*** Block opens ***

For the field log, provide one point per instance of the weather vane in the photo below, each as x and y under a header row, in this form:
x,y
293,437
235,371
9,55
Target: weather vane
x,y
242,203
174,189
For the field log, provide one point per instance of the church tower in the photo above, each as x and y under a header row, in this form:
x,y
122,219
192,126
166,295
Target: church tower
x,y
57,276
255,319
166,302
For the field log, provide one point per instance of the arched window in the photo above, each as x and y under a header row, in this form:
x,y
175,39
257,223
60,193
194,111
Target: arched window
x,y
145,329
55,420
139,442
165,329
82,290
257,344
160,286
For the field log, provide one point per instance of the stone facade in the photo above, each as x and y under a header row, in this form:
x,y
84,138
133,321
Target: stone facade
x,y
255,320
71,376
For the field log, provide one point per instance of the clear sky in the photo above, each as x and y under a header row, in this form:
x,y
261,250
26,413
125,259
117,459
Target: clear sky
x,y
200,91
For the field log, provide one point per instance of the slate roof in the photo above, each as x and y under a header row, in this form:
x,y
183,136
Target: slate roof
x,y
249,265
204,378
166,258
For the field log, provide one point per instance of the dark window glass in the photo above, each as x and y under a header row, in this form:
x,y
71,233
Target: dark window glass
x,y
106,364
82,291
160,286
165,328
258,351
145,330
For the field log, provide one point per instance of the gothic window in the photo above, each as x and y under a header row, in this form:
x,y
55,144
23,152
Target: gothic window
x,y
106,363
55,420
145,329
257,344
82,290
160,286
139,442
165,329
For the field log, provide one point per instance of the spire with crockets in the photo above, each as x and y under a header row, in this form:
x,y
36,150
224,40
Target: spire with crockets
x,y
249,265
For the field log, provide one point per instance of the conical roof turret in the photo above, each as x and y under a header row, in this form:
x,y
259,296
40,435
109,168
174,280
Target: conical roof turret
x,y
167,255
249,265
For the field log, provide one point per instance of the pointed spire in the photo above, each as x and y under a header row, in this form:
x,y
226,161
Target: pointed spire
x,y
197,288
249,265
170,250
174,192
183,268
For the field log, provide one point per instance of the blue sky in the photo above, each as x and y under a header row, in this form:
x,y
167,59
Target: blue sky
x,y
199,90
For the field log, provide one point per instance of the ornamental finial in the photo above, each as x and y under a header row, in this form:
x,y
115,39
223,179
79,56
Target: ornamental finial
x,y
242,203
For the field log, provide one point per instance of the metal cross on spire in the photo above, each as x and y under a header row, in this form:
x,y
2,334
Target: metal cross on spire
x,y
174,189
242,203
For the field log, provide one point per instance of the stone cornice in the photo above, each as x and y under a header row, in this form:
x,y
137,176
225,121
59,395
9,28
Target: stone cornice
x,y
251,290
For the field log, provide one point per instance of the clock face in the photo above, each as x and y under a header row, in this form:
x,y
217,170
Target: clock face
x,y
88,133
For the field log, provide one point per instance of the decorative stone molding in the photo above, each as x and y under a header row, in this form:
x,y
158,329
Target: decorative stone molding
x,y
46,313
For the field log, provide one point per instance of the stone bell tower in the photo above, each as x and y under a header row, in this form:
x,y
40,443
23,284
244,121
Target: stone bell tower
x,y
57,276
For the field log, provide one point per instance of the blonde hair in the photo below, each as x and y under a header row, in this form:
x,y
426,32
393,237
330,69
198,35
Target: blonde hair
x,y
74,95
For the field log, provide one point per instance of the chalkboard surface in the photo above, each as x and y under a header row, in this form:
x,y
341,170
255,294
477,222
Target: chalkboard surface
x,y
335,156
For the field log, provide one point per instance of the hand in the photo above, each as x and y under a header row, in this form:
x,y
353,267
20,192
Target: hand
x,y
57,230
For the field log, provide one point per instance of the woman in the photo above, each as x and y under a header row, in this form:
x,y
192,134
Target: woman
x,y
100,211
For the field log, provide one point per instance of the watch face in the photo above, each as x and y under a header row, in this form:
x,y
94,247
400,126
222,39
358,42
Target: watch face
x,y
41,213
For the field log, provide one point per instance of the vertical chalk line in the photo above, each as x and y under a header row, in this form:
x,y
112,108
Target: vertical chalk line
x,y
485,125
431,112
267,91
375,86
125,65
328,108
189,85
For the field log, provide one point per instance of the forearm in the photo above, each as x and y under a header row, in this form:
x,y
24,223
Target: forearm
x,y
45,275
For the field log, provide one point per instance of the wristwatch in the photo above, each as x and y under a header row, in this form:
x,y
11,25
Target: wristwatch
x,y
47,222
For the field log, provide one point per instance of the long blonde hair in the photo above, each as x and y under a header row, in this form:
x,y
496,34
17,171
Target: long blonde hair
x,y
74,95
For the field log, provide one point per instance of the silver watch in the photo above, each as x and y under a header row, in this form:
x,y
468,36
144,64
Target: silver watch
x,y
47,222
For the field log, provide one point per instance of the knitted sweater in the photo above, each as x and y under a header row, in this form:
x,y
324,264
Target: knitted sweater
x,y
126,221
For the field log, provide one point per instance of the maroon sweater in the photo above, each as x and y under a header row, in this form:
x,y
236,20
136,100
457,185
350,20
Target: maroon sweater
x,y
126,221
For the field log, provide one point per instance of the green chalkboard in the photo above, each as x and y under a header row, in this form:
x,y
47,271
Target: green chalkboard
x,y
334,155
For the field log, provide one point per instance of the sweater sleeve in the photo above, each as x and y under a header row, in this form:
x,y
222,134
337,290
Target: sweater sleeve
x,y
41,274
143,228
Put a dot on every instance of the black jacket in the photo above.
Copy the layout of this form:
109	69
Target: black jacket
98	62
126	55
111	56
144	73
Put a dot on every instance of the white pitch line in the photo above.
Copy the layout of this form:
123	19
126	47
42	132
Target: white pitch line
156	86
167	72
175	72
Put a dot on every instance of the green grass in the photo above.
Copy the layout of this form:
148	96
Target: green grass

*** Block closes ***

-- Try it --
Word for word and line for line, give the material again.

-- Written reply --
For the field log, provide one point per instance of the weather vane in the photo below, each as x and y under a header row, in this form:
x,y
293,437
235,371
9,55
Target: weather vane
x,y
242,203
174,189
For the field log, provide one point per instance of the church tower in the photo above, each as x and y under a header row, in this form:
x,y
122,219
192,126
166,295
Target: church tower
x,y
57,276
255,319
166,302
For the field log, provide one point per instance of the arched window in the photo above, each as x and y under a header row, in this form:
x,y
175,39
257,223
60,193
194,111
Target: arched window
x,y
145,329
55,420
139,442
165,329
82,290
257,344
160,286
For the field log, provide one point per instance of the stone facade in the photo above, each as x and y under a header row, in this form:
x,y
84,138
133,321
Target: stone facade
x,y
255,320
71,376
For the field log, provide one point per instance of the clear sky in the photo above, each as x and y under a header row, in this form:
x,y
261,250
26,413
125,259
117,459
Target: clear sky
x,y
200,91
For the field log, provide one point per instance of the slate roof in the photo above, each as x and y under a header row, in this form:
x,y
183,136
Target: slate roof
x,y
249,265
204,378
166,258
For the field log, provide one point per instance of the dark window glass in the photo above, each as x and y under a header row, in this form:
x,y
71,233
Target: dark window glass
x,y
106,364
82,291
160,286
165,328
258,351
145,330
For the field log, provide one point per instance of the gothic window in the photo above, each as x and y under a header row, in this form:
x,y
55,144
23,152
Target: gothic window
x,y
106,363
55,420
145,329
257,344
82,290
160,286
139,442
165,329
For the field log, provide one point per instance of the spire with crockets in the photo above, each as x and y under a header row, in this form:
x,y
36,150
224,40
Target: spire with crockets
x,y
249,265
For the field log, provide one point per instance of the conical roof turret in the photo above, each as x and y under a header row, in this form:
x,y
259,296
40,435
109,168
174,280
Target: conical roof turret
x,y
167,255
249,265
For the field log, provide one point per instance of the pointed spire in the photo above, each as x and y under a header row, in this form:
x,y
226,161
Target: pointed spire
x,y
197,288
249,265
170,250
174,192
183,268
For the field log, provide one point per instance of the blue sky in the photo above, each as x and y under a header row, in this form:
x,y
167,59
Target: blue sky
x,y
199,90
For the field log, provide one point per instance of the ornamental finial in the photo above, each as x and y under a header row, in this form:
x,y
115,39
223,179
79,56
Target: ornamental finial
x,y
242,203
For the field log, provide one point per instance of the metal cross on spire in the photo above, each as x and y under a header row, in this form:
x,y
2,334
Target: metal cross on spire
x,y
174,189
242,203
For the field log, provide one point per instance of the stone cornice in the photo above, each as x and y under a header row, in this form:
x,y
137,176
225,121
59,395
9,28
Target: stone cornice
x,y
251,290
For the field log, provide one point per instance of the clock face in the photo above, each as x and y under a header row, in this form:
x,y
217,170
Target: clock face
x,y
88,133
For the field log, provide one point per instance of the decorative stone molding in the photo above, each as x and y under a header row, in this form:
x,y
158,329
Target: decorative stone molding
x,y
46,313
For the field log, provide one point per instance of the stone bell tower in the photo above, each as x and y under a header row, in this form:
x,y
40,443
23,284
244,121
Target: stone bell tower
x,y
57,276
For the field log, provide one point per instance of the blonde hair in the photo below, each as x and y under a header row, in this form:
x,y
426,32
393,237
330,69
198,35
Target: blonde hair
x,y
74,95
For the field log, provide one point per instance of the chalkboard surface in the photo above, each as x and y under a header row, in this form:
x,y
341,170
255,294
477,222
Target: chalkboard surface
x,y
335,156
For the field log, provide one point per instance of the hand in the photo above, each as x and y under a header row, in this form:
x,y
353,267
20,192
Target: hand
x,y
57,230
For the field log, provide one point per instance of the woman in the photo above, each as x and y under a header row, in this form:
x,y
192,134
Target: woman
x,y
100,211
For the field log, provide one point per instance of the watch face in the photo above, each as x and y under a header row, in this form:
x,y
94,247
400,126
222,39
358,42
Target: watch face
x,y
41,213
For the field log, provide one point per instance of the vertical chalk line in the photo above, each as x and y under a header row, in this form:
x,y
112,108
Target: vertical chalk line
x,y
485,125
431,112
267,91
375,86
125,65
328,108
189,85
For the field log, provide one point per instance of the forearm in the photo above, each as x and y under a header row, in this form:
x,y
24,223
Target: forearm
x,y
45,275
For the field log, provide one point per instance of the wristwatch in the photo above, each as x and y under a header row, in this form:
x,y
11,25
Target: wristwatch
x,y
47,222
For the field log, provide one point per instance of the long blonde hair in the photo above, each as x and y under a header row, in this form:
x,y
496,34
17,171
Target: long blonde hair
x,y
74,95
For the field log, provide one point per instance of the silver watch in the photo above, each as x and y under a header row, in this form:
x,y
468,36
144,64
Target: silver watch
x,y
47,222
For the field log, provide one point per instance of the knitted sweater in the photo above, each as x and y under a header row, in this form:
x,y
324,264
Target: knitted sweater
x,y
126,221
For the field log, provide one point per instance of the maroon sweater in the photo above, each as x and y under a header row, in this form:
x,y
236,20
136,100
457,185
350,20
Target: maroon sweater
x,y
126,221
For the field log, provide one point per instance of the green chalkboard in the photo above, each as x and y under a header row, in this form:
x,y
47,271
Target: green chalkboard
x,y
334,155
For the field log, provide one point per instance of the sweater sleeve in the photo above, each as x and y under a header row, in this form:
x,y
222,134
337,290
Target: sweater sleeve
x,y
41,274
143,228
Put a dot on every instance of the black jacket in the photo above.
Copy the layout of this form:
109	69
Target: black jacket
98	62
126	55
111	56
144	73
Put a dot on every instance of the white pitch line in the photo above.
Copy the layout of this form:
123	19
126	47
42	132
Target: white pitch line
156	86
167	72
175	72
Put a dot on every instance of the green grass in the photo above.
Copy the layout of this form:
148	96
Target: green grass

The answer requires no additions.